**Extract to read**:
▼

July 31, 1985|DAN FISHER | Times Staff Writer

JERUSALEM — Divide three dozen California teen-agers into small groups, assign each the role of a different participant in the Middle East conflict, give them the tools of the political trade ranging from the press release to the summit meeting, and the resulting "game" is bound to have its memorable moments.

At one point in the game recently, for example, "Palestine Liberation Organization chairman Yasser Arafat" wanted to "assassinate" "U.S. Defense Secretary Caspar W. Weinberger." But "God" wouldn't let him.

Then the "Soviet delegation" turned down a secret summit meeting with "President Reagan" because the proposed location was unsuitable. As "Mikhail S. Gorbachev," played by a San Francisco girl, explained in a diplomatic note: "I can't go into the men's room!"

It was all part of Arab-Israeli simulation day for the participants in an unusual six-week summer camp program for American high school students. The object: to help them better understand the conflicting interests in one of the world's most intractable political conflicts.

The students used the same Hebrew University Simulation Laboratory used to train officers at Israel's National Defense College and candidates for the Israeli Foreign Service. They could take any action they believed to be in the interests of their delegation with two exceptions: For any sort of terrorist act, or before declaring war, they had to have the permission of the game's controller, whom everyone called "God."

Simulation day is the highlight of an intensive summer program run by Camp Ramah, a nonprofit organization affiliated with the Jewish Theological Seminary in New York, the center of the Conservative Jewish movement in the United States.

▲

**Task description**: From the article about the Middle East simulation game, list every real political figure whose role a student played. The data records are not needed for any of the work here.

Data records

▼

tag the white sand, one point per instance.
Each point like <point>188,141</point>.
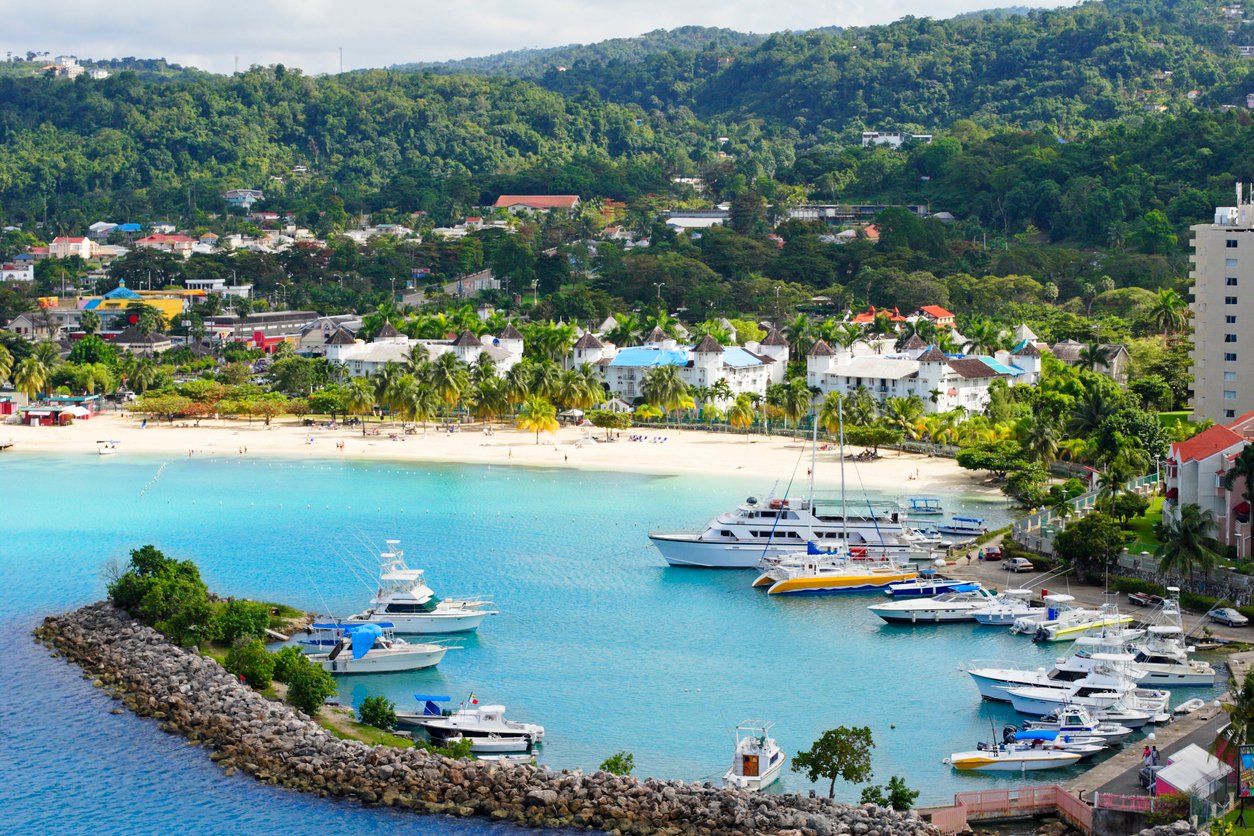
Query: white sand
<point>685,451</point>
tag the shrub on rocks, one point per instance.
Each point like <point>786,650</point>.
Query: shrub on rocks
<point>379,712</point>
<point>252,662</point>
<point>241,619</point>
<point>309,686</point>
<point>286,659</point>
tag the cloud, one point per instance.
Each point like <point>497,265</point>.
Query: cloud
<point>310,33</point>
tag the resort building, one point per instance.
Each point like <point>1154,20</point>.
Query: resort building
<point>364,359</point>
<point>749,369</point>
<point>943,381</point>
<point>1223,310</point>
<point>1195,473</point>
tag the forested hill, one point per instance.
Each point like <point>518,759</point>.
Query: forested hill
<point>534,63</point>
<point>1065,68</point>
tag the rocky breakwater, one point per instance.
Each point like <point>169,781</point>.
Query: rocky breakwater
<point>273,742</point>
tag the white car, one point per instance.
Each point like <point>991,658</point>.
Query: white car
<point>1228,616</point>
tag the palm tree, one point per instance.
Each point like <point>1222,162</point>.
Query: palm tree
<point>361,399</point>
<point>538,415</point>
<point>740,414</point>
<point>1169,312</point>
<point>1188,542</point>
<point>30,376</point>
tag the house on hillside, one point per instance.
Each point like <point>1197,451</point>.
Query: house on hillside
<point>537,202</point>
<point>1194,475</point>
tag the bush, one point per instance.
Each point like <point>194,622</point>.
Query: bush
<point>309,686</point>
<point>618,763</point>
<point>251,661</point>
<point>286,661</point>
<point>379,712</point>
<point>240,619</point>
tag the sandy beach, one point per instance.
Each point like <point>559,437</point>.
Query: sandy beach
<point>684,451</point>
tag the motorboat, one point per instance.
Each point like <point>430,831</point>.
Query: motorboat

▲

**Exercise answer**: Yasser Arafat, Caspar W. Weinberger, President Reagan, Mikhail S. Gorbachev